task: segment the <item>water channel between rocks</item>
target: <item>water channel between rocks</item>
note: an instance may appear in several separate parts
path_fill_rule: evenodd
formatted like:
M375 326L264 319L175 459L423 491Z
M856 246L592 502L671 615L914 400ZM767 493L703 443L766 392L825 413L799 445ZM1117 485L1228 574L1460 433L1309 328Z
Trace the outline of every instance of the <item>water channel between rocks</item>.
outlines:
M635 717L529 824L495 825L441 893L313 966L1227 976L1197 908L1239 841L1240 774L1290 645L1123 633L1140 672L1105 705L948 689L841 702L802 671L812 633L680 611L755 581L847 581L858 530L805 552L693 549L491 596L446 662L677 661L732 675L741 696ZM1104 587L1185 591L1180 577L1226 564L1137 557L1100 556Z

Task item:
Copy out the material above in its entirety, exactly.

Solution for this problem:
task: segment the <item>water channel between rocks</item>
target: <item>water channel between rocks</item>
note: an instance may appear in several separate parts
path_fill_rule: evenodd
formatted like:
M375 326L264 319L175 459L423 491Z
M856 246L592 502L671 615L914 400ZM767 493L703 443L766 392L825 413L799 445ZM1117 485L1228 574L1460 433L1309 328Z
Trace the outline of every instance of the <item>water channel between rocks</item>.
outlines:
M635 717L529 824L495 825L441 893L313 966L1227 976L1197 908L1239 841L1240 774L1290 645L1123 633L1140 672L1105 705L948 689L841 702L802 671L812 633L680 611L755 581L847 581L858 530L805 552L693 549L491 596L446 662L677 661L732 675L741 696ZM1104 587L1185 591L1180 577L1226 564L1137 557L1100 556Z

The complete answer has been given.